Text provided section start

Though Bungle regularly amended and modified their orchestrations — incorporating such exotic instruments as the saxophone, synthesizer, or even timpani (!!!) — they have always maintained footing in the mosh pit of their youth and continued to reference metal in one way or another. Even in their last tours of the millennium they played songs from The Raging Wrath of The Easter Bunny (1986).
Once the 3 remaining members decided to re-record the demo they needed another guitarist and a drummer. This time they were in a position to hand-pick the two guys who could help them realize this body of work with the utmost brutality. Scott Ian and Dave Lombardo accepted the offer and dove full force into the music like a skate punk dives into a wall of slam dancers.
The recording of The Raging Wrath of The Easter Bunny Demo was completed in about 10 days following the series of sold out (pre-COVID) shows. In addition to what was on the original cassette-only release, three original songs from the same era were realized for the first time. Eracist, Loss for Words and Glutton for Punishment. In addition to these 3 new tracks a Spanish version of Speak English or Die titled “Habla Espanol O Muerta” was also tacked on to the end of the track Hypocrites.
Grizzly Adams is a very 80’s metal intro track. The slow fingerpicked clean guitar build up before the real show starts.
Anarchy Up Your Anus comes complete with a spoken word intro from Rhea Perlman. Danny DeVito actually introduced Bungle at their LA show so there must be some connection there. Once the song kicks in it’s full blown thrash metal mayhem. Raping Your Mind is a similar fare.
Hypocrites / Habla Español O Muere has more of a hardcore punk sound to it. The riffs are fast and brutal and then it breaks down into mariachi and eventually the throwback to “Speak English or Die.” This one of the most Mr. Bungle songs on this album. I mean that because it momentarily takes a hard left turn away from thrash metal, which is the prevailing genre here.
Bungle Grind dives headfirst back into the 80’s thrash metal style the original demo was known for “Life is a fucking joke!” Patton screams about half way through the track.
Methematics will sound familiar to most OG Bungle fans even if they haven’t heard the original Easter Bunny demo. It uses the main breakdown riff from the track Love is a Fist on their debut Warner Bros. release.
Ever wondered what it might sound like if Mike Patton fronted Anthrax? Eracist is your answer. Scott Ian’s giant, crunchy rhythm guitar paired with Patton’s vocals on this song definitely makes it an album highlight. One of the new tracks, it also has an undeniably catchy hook for a death rock song. This was one of the singles and I found myself singing it in my head after a few casual listens. It’s rare that a metal track is also an earworm.
Spreading the Thighs of Death is as close as it gets to full blown Cannibal Corpse style death metal. “Fucking with something you know nothing about – spreading the thighs of death.”

Text provided section end
Material provided section start

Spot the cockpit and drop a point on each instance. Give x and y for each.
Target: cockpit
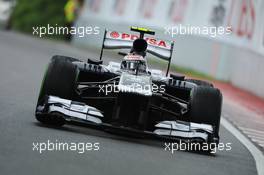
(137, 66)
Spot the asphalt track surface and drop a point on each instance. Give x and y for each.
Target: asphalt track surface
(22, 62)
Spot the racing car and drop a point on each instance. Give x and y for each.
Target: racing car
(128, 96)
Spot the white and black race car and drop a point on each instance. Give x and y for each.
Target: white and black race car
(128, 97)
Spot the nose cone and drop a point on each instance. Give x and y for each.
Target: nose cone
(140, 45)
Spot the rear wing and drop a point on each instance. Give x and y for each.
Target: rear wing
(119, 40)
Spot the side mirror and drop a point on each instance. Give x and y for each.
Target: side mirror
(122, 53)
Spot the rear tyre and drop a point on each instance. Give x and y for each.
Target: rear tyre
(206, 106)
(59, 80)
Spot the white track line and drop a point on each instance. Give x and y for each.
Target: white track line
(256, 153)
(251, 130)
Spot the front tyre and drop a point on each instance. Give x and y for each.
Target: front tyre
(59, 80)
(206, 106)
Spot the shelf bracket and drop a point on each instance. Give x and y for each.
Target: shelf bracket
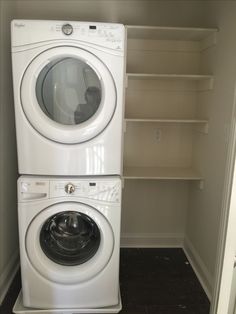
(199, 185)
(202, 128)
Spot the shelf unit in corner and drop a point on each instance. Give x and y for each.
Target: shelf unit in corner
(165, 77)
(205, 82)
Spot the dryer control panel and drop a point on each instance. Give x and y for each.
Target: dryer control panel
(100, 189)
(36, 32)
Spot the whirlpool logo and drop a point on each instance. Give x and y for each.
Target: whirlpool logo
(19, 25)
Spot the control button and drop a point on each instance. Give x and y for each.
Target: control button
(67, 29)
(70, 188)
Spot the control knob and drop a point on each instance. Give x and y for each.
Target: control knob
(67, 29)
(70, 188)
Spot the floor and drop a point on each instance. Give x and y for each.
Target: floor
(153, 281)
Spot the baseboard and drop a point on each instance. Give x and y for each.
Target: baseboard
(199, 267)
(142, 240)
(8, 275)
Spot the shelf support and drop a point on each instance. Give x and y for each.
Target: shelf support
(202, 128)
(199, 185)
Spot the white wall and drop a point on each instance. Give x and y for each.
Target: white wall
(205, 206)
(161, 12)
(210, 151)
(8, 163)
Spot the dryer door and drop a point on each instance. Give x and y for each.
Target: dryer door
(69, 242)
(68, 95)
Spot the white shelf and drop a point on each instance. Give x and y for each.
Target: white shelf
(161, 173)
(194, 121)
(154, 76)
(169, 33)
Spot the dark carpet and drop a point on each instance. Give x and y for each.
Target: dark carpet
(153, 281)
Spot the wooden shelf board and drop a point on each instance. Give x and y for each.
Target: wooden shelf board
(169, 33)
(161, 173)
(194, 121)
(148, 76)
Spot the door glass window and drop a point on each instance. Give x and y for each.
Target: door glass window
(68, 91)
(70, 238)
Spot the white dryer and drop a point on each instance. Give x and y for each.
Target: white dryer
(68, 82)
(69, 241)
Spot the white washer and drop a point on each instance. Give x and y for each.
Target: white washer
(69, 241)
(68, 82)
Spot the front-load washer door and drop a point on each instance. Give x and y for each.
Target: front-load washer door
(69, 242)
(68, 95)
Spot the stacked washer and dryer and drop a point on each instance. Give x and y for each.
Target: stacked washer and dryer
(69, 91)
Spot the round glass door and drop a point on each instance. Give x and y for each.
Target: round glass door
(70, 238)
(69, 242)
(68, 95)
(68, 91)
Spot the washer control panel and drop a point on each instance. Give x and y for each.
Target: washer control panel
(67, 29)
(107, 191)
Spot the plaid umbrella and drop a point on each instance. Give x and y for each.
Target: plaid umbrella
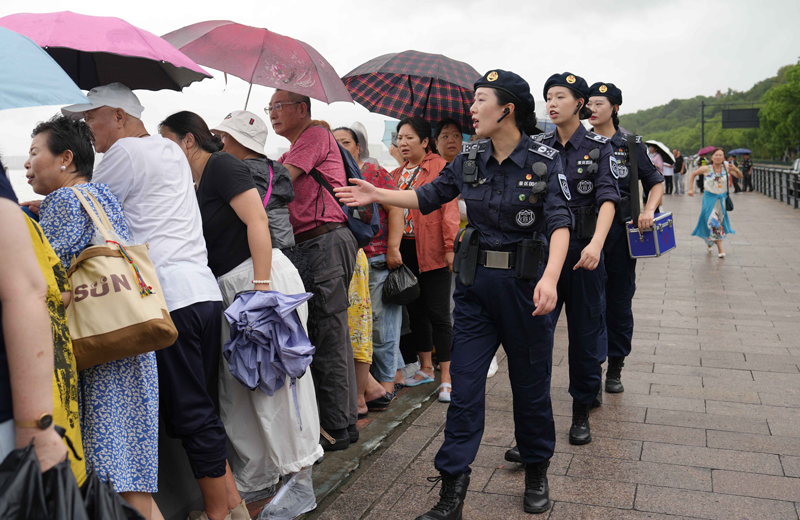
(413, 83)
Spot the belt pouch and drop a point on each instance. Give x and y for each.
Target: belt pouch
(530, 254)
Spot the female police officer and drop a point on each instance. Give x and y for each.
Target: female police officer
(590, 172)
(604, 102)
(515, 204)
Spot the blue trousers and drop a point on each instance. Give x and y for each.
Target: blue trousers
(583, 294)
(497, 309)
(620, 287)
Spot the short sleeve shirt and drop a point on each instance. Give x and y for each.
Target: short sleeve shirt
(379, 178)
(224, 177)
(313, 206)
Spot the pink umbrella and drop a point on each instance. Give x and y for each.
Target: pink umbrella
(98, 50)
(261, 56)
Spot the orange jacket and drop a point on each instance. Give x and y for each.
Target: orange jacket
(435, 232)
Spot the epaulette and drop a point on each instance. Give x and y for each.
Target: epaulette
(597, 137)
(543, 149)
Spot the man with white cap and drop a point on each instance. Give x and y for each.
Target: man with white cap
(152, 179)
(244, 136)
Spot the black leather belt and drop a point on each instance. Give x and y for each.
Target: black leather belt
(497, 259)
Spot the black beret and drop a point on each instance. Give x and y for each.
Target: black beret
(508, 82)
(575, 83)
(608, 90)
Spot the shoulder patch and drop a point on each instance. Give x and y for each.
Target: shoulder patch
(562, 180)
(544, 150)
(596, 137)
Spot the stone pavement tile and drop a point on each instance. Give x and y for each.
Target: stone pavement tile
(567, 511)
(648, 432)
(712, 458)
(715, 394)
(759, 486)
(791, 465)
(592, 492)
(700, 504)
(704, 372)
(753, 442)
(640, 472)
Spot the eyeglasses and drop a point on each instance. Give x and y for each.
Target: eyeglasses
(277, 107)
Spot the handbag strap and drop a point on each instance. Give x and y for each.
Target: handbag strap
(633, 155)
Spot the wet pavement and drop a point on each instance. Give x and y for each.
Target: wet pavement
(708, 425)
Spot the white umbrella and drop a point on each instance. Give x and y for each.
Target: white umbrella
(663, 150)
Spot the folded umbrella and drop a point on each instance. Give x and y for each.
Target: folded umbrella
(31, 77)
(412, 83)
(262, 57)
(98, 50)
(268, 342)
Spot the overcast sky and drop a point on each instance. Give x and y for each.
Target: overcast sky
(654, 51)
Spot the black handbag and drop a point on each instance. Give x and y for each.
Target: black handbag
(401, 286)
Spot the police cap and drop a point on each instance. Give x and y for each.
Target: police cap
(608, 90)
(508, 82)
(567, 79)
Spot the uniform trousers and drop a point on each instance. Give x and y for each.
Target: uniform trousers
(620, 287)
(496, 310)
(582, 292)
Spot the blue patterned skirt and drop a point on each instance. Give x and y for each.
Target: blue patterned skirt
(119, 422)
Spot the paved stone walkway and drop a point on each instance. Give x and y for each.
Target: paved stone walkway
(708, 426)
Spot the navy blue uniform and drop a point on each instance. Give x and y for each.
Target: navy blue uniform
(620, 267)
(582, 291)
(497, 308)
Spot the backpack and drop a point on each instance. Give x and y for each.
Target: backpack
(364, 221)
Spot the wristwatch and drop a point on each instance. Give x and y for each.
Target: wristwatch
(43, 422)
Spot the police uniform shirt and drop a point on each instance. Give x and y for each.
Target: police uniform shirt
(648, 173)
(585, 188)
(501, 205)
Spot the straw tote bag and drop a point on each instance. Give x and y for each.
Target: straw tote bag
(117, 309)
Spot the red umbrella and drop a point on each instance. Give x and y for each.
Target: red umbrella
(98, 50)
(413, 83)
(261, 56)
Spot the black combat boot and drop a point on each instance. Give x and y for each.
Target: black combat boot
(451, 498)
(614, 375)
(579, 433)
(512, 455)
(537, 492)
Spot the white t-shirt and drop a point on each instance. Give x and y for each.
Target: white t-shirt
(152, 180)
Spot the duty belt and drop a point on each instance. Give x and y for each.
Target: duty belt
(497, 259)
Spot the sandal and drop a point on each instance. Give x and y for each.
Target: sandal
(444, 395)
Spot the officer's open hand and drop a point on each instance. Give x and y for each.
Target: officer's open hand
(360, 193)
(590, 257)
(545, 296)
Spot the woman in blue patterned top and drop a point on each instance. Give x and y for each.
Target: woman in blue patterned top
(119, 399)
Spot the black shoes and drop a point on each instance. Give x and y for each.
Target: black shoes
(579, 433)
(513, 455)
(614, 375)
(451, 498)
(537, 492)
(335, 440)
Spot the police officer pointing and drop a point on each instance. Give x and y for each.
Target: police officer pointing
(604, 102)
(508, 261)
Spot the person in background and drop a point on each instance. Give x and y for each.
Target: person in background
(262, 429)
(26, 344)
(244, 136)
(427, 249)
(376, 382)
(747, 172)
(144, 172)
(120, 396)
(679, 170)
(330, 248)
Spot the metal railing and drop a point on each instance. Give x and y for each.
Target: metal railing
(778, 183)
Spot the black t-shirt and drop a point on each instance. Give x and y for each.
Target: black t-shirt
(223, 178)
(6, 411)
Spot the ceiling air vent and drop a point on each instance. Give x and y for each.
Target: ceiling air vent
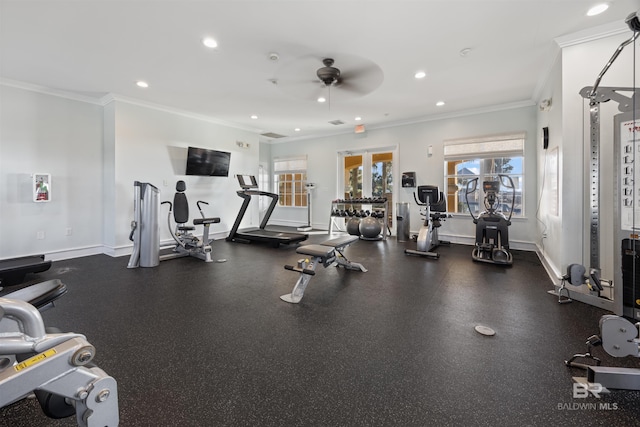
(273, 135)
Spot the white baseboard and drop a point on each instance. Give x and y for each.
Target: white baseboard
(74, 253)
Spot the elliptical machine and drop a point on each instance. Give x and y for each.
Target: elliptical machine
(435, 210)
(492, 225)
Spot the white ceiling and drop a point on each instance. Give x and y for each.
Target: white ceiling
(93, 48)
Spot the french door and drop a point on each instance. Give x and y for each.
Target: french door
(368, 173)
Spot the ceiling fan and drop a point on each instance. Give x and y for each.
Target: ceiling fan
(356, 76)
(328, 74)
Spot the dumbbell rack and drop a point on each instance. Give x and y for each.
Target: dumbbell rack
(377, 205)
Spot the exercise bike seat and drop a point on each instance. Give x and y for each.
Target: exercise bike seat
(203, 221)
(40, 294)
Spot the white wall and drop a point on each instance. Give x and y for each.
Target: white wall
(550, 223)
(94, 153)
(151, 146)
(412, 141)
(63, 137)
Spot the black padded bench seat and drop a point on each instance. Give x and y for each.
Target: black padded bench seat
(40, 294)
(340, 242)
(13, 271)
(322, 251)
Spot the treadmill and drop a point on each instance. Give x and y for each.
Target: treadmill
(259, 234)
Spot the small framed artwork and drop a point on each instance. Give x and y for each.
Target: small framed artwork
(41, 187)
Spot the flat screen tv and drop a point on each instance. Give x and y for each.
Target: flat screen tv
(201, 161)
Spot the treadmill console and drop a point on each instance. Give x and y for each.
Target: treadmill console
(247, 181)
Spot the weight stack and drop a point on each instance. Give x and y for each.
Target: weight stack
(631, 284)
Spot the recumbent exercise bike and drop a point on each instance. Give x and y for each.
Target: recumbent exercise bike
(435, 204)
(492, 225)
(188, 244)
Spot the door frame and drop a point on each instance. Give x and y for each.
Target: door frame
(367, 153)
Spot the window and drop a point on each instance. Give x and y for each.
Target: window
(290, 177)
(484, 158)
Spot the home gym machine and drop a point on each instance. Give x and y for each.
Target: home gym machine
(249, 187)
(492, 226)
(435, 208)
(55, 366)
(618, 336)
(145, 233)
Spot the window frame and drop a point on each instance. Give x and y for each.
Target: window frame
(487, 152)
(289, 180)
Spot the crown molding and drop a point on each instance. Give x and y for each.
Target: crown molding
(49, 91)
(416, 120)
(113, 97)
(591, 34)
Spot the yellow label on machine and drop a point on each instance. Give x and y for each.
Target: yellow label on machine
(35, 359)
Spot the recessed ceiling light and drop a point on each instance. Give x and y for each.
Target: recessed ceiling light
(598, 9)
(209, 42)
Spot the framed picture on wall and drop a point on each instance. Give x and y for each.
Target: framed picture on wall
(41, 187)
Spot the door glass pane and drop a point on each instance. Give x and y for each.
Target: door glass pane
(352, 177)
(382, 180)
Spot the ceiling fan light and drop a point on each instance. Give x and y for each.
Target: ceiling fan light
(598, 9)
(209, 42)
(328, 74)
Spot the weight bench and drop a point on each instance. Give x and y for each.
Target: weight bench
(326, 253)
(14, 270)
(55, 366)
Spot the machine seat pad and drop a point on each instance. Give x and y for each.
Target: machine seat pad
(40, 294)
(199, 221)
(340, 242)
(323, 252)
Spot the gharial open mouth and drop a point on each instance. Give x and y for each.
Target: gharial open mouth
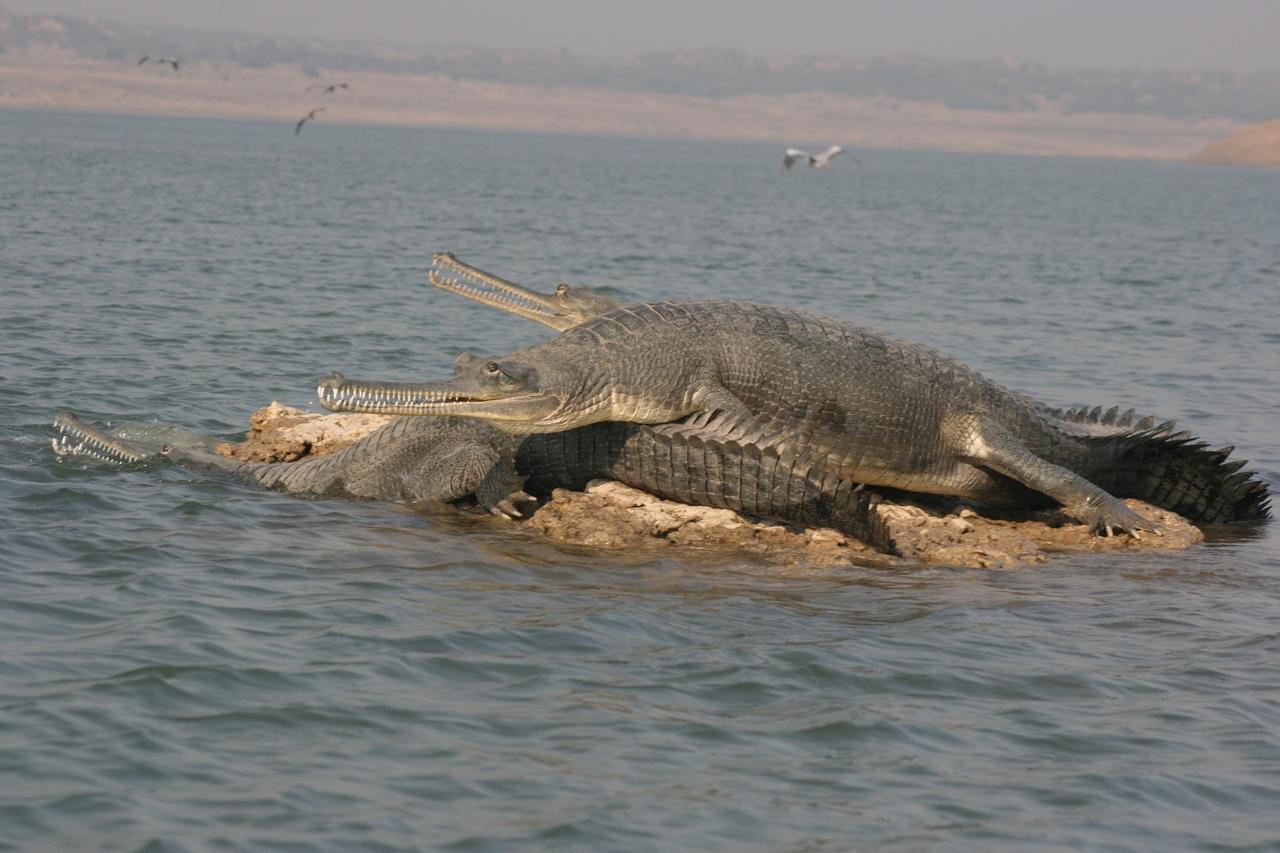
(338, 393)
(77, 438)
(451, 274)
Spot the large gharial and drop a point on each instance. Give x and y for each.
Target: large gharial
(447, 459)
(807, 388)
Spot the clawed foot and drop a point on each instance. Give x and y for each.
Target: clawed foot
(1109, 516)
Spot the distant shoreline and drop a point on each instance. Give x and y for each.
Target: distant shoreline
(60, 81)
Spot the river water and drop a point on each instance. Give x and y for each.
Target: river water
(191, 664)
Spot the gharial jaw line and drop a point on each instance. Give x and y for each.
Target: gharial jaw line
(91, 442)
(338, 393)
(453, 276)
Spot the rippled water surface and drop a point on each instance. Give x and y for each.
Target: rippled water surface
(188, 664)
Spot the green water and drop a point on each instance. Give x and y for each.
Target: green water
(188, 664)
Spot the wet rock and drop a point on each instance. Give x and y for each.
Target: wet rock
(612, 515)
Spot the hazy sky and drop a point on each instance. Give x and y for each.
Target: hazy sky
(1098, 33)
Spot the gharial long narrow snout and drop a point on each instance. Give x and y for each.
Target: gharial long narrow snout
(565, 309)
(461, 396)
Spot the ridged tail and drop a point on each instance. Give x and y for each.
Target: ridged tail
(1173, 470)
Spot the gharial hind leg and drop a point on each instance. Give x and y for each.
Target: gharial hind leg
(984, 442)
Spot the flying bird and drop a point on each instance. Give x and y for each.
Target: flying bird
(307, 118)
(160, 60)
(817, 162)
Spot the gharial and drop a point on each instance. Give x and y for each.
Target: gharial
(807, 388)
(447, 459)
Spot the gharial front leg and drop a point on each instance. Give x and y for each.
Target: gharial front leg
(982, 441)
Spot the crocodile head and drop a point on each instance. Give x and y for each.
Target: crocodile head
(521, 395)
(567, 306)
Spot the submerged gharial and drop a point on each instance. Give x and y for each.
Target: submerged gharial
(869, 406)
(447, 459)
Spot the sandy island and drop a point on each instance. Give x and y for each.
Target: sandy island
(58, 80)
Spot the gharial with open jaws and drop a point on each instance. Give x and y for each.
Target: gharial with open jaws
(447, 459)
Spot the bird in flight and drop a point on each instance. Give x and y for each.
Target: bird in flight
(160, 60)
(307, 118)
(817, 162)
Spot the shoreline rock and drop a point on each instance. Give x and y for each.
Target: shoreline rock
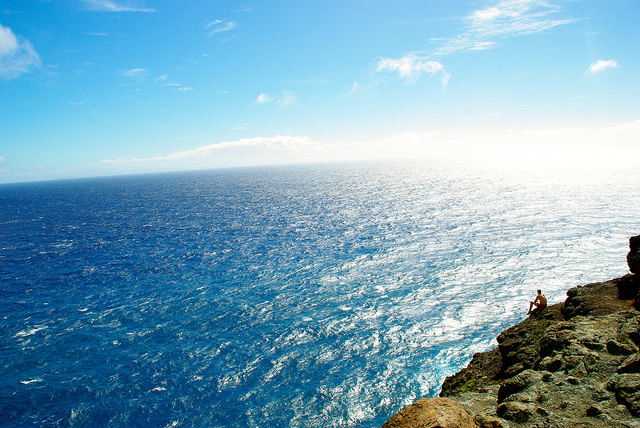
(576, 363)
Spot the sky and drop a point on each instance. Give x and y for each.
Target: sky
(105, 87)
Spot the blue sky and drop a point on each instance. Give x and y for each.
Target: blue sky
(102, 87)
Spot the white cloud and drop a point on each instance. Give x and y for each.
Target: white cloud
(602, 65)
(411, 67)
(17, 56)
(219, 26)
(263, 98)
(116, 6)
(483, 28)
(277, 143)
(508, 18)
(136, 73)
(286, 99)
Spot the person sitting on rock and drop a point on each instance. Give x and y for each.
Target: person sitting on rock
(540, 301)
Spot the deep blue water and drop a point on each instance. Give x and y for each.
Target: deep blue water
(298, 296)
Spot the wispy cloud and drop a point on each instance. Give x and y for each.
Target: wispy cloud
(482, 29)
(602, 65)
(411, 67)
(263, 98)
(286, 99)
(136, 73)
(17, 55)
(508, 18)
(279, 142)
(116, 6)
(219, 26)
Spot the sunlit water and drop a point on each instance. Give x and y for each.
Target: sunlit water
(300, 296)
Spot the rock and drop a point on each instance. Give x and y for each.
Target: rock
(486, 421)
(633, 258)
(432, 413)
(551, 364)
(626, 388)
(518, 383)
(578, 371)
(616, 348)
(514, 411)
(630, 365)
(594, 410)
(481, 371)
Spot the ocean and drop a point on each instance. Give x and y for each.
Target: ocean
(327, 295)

Material provided section end

Apply what you read
A - From the Mr. Bungle text, list every instrument that it names as an exotic addition to the band's orchestrations.
B - Reproduce the passage of the Mr. Bungle text starting at "Bungle Grind dives" and ending at "through the track.".

List of solutions
A -
saxophone
synthesizer
timpani

B -
Bungle Grind dives headfirst back into the 80’s thrash metal style the original demo was known for “Life is a fucking joke!” Patton screams about half way through the track.